- **THE EXERCISE**
Reproduce the records below verbatim, starting at the line that contains "The user has requested that the yellow" and ending at the line that contains "[27,6,447,315]", both included, and nothing else.

** START ENTRIES SUPPLIED **

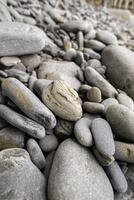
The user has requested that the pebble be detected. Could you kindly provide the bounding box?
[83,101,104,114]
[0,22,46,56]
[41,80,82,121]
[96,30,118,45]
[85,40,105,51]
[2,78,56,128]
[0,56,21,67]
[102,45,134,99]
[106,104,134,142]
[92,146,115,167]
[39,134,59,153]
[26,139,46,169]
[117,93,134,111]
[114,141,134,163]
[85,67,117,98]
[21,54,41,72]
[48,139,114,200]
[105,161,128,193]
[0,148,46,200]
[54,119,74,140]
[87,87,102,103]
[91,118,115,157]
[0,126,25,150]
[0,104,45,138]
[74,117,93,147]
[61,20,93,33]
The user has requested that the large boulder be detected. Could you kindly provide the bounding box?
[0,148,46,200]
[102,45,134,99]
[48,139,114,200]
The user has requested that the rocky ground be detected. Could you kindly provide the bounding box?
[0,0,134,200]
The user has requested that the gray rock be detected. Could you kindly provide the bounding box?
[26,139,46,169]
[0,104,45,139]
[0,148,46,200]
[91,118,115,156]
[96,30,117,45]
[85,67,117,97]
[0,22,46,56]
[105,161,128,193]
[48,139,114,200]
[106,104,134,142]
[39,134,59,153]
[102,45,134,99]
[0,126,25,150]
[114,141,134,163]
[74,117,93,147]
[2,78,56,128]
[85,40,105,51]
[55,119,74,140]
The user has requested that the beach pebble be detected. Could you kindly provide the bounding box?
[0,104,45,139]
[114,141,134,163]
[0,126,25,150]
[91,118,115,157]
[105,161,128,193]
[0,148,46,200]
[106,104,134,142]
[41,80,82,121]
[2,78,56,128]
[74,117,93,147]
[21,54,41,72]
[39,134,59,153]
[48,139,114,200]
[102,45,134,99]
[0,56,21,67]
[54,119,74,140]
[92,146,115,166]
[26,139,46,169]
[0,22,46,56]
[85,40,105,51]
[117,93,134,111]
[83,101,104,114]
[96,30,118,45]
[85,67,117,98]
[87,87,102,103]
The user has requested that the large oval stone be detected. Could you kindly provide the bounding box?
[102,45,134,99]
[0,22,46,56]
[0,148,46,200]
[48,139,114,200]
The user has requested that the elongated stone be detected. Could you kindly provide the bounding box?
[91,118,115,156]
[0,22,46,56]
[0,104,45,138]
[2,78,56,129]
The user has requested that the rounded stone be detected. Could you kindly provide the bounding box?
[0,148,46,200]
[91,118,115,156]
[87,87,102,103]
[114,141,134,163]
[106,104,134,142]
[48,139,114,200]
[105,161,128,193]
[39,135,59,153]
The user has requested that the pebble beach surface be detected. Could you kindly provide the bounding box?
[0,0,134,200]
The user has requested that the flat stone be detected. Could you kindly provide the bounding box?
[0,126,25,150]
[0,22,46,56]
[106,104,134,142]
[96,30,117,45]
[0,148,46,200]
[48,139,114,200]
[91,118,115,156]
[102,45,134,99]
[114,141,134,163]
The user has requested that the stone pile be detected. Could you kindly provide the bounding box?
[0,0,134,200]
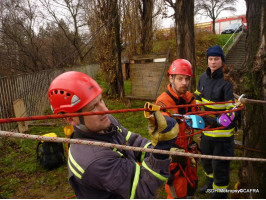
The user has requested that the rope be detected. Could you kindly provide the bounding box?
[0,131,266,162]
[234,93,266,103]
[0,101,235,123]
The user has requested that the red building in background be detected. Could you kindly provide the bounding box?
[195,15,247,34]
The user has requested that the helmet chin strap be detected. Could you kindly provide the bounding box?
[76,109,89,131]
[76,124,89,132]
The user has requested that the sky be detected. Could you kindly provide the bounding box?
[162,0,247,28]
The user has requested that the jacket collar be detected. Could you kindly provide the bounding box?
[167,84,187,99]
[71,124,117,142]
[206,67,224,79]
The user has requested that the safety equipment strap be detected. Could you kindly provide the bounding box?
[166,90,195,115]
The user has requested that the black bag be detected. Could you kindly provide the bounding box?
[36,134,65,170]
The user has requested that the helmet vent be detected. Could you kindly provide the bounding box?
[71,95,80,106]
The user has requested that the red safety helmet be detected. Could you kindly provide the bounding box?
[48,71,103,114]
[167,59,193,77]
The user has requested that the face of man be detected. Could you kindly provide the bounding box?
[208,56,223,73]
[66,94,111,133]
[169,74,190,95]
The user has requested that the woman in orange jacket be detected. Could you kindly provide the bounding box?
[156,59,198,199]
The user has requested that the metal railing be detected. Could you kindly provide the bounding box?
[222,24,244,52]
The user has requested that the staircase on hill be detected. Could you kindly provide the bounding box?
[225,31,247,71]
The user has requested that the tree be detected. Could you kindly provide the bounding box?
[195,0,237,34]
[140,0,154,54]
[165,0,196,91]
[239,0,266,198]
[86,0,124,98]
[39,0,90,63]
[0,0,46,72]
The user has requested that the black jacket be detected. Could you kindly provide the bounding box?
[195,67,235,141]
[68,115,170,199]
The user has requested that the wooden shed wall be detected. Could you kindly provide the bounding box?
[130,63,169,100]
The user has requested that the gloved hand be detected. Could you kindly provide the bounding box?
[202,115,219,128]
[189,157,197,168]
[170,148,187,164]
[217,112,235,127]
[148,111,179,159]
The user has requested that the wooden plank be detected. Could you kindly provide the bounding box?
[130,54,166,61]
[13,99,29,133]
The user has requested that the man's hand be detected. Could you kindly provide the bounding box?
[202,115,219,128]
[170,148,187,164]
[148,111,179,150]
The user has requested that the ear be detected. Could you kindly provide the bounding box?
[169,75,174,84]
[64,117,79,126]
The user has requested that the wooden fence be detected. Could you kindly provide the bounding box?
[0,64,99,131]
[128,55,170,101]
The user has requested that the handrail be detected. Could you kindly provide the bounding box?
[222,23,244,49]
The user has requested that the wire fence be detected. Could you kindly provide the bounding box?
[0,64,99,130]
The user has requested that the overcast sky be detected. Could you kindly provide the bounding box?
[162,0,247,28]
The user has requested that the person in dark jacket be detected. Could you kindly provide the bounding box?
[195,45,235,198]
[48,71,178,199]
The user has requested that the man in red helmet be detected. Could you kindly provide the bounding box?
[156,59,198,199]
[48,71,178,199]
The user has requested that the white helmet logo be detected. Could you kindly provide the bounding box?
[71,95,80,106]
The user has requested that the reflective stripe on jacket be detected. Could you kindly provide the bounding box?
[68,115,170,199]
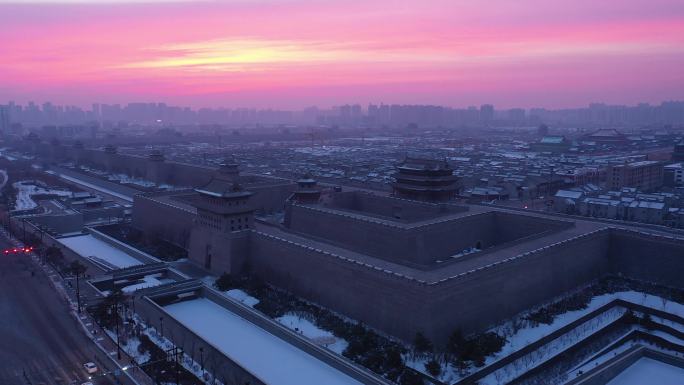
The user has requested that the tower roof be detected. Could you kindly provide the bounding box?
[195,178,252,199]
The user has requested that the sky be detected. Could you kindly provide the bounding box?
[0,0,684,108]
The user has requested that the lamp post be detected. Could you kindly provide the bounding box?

** END ENTRIES SUPPLIED **
** START ENTRIES SUPPLIED **

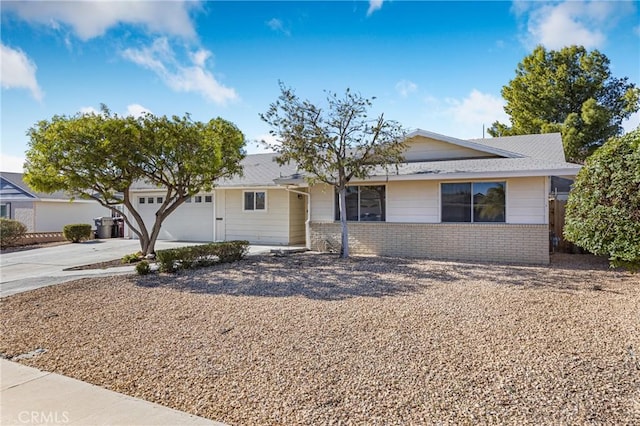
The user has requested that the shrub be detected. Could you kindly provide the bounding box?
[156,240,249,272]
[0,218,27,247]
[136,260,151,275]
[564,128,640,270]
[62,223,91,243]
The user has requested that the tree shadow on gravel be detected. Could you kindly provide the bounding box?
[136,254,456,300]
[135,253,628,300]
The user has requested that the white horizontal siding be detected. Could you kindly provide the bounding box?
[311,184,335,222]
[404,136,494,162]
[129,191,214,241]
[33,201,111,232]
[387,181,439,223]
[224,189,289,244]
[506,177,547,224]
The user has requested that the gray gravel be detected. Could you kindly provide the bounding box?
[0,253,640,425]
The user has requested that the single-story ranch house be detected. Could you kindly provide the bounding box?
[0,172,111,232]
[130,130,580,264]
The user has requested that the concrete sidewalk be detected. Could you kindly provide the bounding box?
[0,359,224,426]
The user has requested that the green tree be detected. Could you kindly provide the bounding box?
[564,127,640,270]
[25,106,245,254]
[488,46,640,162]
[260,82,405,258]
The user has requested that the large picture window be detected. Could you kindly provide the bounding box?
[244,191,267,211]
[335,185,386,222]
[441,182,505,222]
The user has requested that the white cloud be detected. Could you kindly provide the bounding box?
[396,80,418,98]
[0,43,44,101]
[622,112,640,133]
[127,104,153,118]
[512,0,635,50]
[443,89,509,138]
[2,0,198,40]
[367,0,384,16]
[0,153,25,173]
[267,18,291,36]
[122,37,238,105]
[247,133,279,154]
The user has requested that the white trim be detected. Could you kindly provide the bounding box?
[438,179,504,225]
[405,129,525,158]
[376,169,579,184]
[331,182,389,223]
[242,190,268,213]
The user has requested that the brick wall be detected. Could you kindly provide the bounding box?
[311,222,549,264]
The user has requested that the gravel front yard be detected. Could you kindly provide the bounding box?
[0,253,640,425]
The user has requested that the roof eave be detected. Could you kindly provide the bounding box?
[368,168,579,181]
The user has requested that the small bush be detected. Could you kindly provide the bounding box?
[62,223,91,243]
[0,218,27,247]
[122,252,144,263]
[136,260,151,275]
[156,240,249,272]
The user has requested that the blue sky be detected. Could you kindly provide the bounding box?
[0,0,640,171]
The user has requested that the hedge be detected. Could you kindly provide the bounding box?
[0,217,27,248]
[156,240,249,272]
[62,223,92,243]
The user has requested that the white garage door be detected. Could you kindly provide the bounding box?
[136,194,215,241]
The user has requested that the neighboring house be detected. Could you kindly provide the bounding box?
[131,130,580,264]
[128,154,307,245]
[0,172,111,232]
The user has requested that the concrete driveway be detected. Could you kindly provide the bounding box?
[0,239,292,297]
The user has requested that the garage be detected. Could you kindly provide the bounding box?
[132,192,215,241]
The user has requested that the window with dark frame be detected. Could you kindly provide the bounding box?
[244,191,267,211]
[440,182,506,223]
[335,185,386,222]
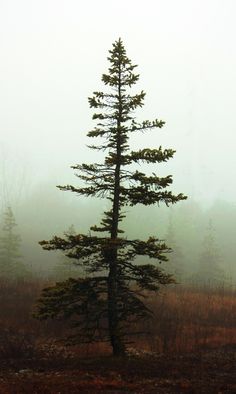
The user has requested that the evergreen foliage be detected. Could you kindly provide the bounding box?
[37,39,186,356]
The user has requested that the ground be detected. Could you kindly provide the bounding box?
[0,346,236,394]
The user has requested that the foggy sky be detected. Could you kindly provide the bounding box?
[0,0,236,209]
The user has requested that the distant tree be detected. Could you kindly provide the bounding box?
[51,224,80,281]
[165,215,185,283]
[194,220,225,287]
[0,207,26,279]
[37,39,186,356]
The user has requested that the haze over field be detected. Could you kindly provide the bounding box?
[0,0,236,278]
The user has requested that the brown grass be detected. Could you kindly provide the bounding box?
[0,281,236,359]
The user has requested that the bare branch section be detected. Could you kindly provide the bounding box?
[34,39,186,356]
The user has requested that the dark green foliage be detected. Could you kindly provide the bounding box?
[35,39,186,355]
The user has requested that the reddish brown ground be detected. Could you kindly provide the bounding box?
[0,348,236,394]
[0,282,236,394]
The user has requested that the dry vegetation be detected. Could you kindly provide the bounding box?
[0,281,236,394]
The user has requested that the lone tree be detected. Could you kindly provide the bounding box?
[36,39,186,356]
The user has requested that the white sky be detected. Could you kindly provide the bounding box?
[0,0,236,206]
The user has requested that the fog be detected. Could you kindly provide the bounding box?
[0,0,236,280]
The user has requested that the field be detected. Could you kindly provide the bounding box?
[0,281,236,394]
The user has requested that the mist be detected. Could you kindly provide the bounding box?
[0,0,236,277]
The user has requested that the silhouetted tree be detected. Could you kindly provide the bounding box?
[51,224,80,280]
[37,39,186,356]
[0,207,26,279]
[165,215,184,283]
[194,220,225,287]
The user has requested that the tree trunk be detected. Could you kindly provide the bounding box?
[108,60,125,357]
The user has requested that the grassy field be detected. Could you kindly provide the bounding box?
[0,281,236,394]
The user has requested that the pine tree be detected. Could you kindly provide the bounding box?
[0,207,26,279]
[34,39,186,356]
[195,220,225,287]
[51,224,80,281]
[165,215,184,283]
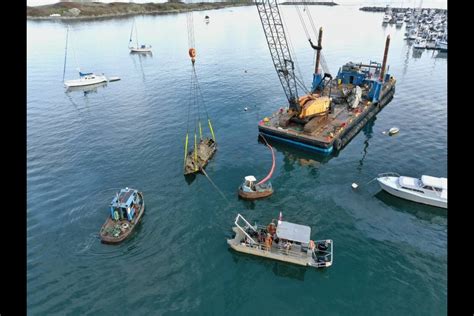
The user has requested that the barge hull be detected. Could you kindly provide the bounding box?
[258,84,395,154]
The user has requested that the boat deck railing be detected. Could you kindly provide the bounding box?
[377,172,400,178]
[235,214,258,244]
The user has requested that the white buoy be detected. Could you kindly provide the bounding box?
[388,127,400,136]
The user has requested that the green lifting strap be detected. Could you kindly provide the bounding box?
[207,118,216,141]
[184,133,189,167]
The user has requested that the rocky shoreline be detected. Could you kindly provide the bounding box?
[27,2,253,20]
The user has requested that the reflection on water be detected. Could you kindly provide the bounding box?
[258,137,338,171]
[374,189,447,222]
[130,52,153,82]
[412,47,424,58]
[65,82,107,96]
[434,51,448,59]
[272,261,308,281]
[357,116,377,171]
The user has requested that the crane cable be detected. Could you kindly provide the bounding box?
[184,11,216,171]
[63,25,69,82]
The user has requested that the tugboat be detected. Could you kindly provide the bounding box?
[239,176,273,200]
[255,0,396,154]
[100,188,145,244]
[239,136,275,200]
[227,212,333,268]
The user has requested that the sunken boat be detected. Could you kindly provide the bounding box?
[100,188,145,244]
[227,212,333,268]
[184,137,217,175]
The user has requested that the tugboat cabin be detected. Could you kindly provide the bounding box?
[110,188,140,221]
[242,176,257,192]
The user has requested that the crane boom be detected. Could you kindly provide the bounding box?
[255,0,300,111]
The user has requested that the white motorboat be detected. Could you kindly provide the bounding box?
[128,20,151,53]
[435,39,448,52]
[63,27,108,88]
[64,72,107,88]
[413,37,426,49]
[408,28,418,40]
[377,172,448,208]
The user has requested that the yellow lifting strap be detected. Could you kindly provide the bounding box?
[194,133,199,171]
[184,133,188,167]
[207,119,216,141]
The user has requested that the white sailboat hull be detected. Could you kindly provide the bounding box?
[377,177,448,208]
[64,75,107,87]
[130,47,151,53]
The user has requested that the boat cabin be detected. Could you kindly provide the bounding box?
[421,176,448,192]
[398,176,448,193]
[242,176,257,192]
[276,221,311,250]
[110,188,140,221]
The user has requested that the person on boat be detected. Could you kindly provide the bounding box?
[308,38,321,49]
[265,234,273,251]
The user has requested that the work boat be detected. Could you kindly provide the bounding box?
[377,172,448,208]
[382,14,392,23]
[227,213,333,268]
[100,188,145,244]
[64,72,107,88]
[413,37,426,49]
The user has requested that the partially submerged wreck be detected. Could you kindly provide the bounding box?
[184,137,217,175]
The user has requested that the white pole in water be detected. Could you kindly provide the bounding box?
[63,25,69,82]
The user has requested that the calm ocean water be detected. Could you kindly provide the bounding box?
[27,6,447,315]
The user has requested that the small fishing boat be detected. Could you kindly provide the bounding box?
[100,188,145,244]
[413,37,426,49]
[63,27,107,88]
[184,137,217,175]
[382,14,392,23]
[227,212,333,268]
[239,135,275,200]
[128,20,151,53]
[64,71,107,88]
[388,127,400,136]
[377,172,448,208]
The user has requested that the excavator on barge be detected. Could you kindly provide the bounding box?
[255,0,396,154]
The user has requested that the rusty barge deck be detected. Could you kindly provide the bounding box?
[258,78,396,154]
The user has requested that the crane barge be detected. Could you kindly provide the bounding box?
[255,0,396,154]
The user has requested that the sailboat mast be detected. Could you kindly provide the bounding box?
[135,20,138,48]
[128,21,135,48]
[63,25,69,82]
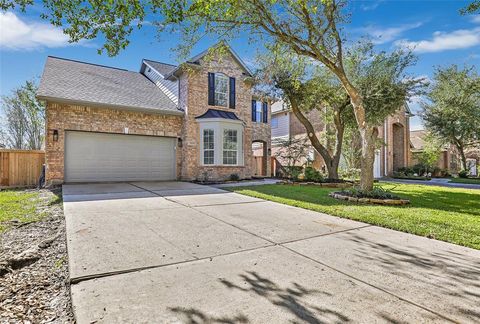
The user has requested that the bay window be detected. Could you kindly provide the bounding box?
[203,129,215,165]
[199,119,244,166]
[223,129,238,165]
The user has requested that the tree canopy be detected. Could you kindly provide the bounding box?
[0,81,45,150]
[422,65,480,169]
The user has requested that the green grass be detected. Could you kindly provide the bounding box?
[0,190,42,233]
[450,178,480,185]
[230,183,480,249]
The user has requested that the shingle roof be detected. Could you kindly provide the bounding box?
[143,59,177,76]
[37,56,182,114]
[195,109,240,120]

** END ENTRIES SUPPLIED **

- **TASK RESPONSE**
The user has requested that the yellow lifting strap be detected. Could you kindly provide the bounding box?
[194,133,199,171]
[184,133,188,167]
[207,119,216,141]
The user has requested that the white sailboat hull be detected. Could you kindly provide the bounding box?
[377,177,448,208]
[64,75,107,87]
[130,47,151,53]
The user has requested that the boat cabin be detected. Could you kindly provide the bounding box?
[421,176,448,192]
[398,176,448,193]
[242,176,257,192]
[276,221,311,250]
[110,188,140,221]
The user has requested that the person on boat be detected. Could you kindly provide the bounding box?
[308,38,321,49]
[265,234,273,251]
The user has requested that the work boat be detected. Could you kindly provide the bounding box?
[377,172,448,208]
[382,14,392,23]
[227,213,333,268]
[100,188,145,244]
[64,72,107,88]
[413,37,426,49]
The user has requested that the partially submerged wreck be detected. Could you kindly provide the bounding box?
[184,137,217,175]
The user has requested that the white pole in water be detected. Could you kindly provide the bounding box?
[63,25,69,82]
The user has requested that the calm ocean water be detected. Could you kindly provide the bounding box?
[27,6,447,315]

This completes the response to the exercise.